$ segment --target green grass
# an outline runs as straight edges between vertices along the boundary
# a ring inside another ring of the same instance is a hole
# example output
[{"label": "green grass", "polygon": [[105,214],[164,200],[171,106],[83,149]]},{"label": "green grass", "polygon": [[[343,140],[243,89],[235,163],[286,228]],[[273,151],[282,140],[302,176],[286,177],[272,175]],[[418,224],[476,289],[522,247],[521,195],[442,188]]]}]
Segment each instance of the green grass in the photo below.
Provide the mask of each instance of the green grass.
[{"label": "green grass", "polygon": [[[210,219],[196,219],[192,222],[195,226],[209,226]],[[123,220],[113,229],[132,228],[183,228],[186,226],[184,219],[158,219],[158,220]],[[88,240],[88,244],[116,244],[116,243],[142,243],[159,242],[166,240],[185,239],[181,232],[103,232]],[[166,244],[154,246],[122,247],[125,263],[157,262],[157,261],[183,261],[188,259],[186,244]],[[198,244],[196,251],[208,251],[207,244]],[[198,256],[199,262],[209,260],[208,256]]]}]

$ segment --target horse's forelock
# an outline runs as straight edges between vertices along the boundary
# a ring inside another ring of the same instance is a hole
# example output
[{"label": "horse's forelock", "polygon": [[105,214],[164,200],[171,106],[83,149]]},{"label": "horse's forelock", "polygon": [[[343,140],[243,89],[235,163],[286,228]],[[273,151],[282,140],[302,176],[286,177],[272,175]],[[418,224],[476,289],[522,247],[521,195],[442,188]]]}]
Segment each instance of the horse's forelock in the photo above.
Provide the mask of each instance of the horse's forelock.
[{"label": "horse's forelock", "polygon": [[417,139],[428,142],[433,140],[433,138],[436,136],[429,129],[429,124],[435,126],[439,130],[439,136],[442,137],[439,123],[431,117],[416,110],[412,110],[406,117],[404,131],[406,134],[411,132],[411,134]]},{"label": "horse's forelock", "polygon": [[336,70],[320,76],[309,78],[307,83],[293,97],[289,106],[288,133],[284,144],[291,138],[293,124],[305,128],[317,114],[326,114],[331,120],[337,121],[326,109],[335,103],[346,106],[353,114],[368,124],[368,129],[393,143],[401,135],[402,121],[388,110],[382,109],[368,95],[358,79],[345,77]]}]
########################################
### AIM OF THE TASK
The records above need to be retyped in full, exactly as they stand.

### TASK OUTPUT
$ segment --target green grass
# an outline runs as straight edges between vertices along the boundary
# a ring inside another ring of the same instance is a hole
# example output
[{"label": "green grass", "polygon": [[105,214],[164,200],[171,106],[83,149]]},{"label": "green grass", "polygon": [[[343,140],[243,89],[235,163],[286,228]],[[273,151],[282,140],[302,176],[286,177],[272,175]],[[418,224],[476,289],[522,247],[521,195],[442,188]]]}]
Segment each instance of the green grass in the photo below.
Provide the mask of each instance of the green grass.
[{"label": "green grass", "polygon": [[[210,219],[196,219],[192,222],[195,226],[209,226]],[[123,220],[113,229],[132,228],[183,228],[186,226],[184,219],[158,219],[158,220]],[[88,240],[88,244],[116,244],[116,243],[142,243],[159,242],[166,240],[185,239],[181,232],[103,232]],[[166,244],[154,246],[122,247],[125,263],[157,262],[157,261],[183,261],[188,259],[186,244]],[[198,244],[196,251],[208,251],[207,244]],[[198,256],[199,262],[209,260],[208,256]]]}]

$ segment --target horse's forelock
# an outline runs as straight edges between vertices along the boundary
# a ring inside another ring of the same instance is a hole
# example output
[{"label": "horse's forelock", "polygon": [[105,214],[164,200],[171,106],[83,149]]},{"label": "horse's forelock", "polygon": [[[343,140],[243,89],[235,163],[286,228]],[[273,151],[282,140],[302,176],[286,177],[272,175]],[[418,224],[476,289],[522,247],[521,195],[442,188]]]}]
Segment each instance of the horse's forelock in the photo above.
Provide the mask of each instance of the horse's forelock.
[{"label": "horse's forelock", "polygon": [[417,139],[428,142],[433,140],[433,138],[436,136],[429,129],[429,124],[435,126],[439,130],[439,136],[442,137],[439,123],[431,117],[416,110],[412,110],[406,117],[404,131],[406,134],[411,132],[411,134]]},{"label": "horse's forelock", "polygon": [[336,70],[320,76],[309,78],[307,83],[293,97],[289,106],[288,133],[284,144],[291,138],[293,124],[305,128],[317,114],[326,114],[331,120],[337,121],[326,109],[335,103],[346,106],[353,114],[368,124],[368,129],[393,143],[401,135],[402,121],[388,110],[382,109],[368,95],[358,79],[345,77]]}]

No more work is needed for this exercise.